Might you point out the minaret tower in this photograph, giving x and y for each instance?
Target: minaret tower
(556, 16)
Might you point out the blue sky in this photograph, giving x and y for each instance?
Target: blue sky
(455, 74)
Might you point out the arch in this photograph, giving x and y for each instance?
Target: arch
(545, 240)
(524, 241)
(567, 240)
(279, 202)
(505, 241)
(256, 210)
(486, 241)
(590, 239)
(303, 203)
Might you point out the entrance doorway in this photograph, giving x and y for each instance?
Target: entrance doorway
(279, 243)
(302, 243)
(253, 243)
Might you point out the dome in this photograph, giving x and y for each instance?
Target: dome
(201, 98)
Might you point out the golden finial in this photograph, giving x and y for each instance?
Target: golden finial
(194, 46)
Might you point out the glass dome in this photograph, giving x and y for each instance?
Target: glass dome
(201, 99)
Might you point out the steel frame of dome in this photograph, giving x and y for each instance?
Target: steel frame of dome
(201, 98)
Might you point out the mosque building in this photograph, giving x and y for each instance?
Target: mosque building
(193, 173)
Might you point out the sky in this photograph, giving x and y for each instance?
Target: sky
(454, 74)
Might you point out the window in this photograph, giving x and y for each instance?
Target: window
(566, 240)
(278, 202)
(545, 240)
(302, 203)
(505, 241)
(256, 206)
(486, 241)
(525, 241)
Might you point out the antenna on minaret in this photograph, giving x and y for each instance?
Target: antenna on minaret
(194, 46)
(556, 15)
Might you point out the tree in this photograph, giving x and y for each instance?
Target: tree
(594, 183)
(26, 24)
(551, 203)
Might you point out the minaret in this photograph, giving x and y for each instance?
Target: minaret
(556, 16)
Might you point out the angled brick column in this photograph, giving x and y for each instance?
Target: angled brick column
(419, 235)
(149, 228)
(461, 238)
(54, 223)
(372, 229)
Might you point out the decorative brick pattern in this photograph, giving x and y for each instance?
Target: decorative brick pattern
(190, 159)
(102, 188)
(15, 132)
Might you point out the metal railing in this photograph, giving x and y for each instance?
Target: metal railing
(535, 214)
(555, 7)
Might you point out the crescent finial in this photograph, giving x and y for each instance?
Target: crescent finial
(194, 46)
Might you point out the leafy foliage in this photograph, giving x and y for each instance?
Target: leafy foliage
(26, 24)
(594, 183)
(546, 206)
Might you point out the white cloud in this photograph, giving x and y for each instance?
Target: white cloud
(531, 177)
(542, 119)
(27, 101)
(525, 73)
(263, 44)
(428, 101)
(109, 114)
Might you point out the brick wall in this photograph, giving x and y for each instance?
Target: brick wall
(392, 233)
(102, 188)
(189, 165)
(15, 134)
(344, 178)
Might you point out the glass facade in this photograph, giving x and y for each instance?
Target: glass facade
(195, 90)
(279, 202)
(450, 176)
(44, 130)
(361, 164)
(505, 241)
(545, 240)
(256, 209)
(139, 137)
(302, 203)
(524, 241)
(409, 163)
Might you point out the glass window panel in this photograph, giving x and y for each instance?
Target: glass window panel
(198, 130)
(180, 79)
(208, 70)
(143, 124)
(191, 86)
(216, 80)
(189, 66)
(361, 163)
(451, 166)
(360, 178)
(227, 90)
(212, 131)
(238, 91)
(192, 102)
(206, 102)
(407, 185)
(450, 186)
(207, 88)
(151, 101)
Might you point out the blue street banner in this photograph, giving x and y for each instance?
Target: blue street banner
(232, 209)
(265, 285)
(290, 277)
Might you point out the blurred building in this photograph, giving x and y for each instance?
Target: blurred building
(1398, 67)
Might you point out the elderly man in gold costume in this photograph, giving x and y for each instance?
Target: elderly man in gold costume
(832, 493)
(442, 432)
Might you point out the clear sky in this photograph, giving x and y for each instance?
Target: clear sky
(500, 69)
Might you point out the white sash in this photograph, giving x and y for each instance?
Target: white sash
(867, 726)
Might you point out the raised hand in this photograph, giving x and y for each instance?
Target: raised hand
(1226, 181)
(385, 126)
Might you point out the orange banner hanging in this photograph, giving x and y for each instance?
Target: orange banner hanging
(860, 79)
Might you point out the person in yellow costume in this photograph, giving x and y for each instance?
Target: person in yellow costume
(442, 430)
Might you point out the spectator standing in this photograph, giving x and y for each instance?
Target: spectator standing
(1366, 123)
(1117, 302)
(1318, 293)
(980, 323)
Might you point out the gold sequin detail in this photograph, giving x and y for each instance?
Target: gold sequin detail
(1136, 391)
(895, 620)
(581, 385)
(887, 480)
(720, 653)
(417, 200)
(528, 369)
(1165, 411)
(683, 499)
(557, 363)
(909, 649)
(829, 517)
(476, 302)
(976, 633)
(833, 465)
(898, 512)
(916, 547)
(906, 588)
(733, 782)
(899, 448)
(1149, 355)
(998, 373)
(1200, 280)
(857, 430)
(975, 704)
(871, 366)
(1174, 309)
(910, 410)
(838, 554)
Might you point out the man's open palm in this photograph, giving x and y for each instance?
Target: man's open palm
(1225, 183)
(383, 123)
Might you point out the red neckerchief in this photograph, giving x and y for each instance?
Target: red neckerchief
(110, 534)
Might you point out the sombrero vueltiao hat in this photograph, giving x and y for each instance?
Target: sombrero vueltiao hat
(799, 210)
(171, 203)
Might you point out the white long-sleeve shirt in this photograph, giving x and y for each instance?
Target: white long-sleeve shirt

PROBLEM TO SOLVE
Transcribe exactly, and only, the lines from the one bearing "Might you point out the man's" through the last line of the entries, counting both.

WRITTEN ANSWER
Might you point out the man's open palm in this photograph, giving x and y for each instance?
Target: man's open palm
(1225, 183)
(383, 123)
Might you point out the red neckerchief in this photograph, giving x and y for each instance?
Target: red neckerchief
(110, 534)
Might you point out the sombrero vueltiao hat in this photograph, giving x and y for each instance?
Target: sombrero vueltiao hat
(799, 210)
(171, 203)
Might you point out the white long-sleeve shirt in this photograph, giving x and y for each instance?
Target: white long-sleeve shirt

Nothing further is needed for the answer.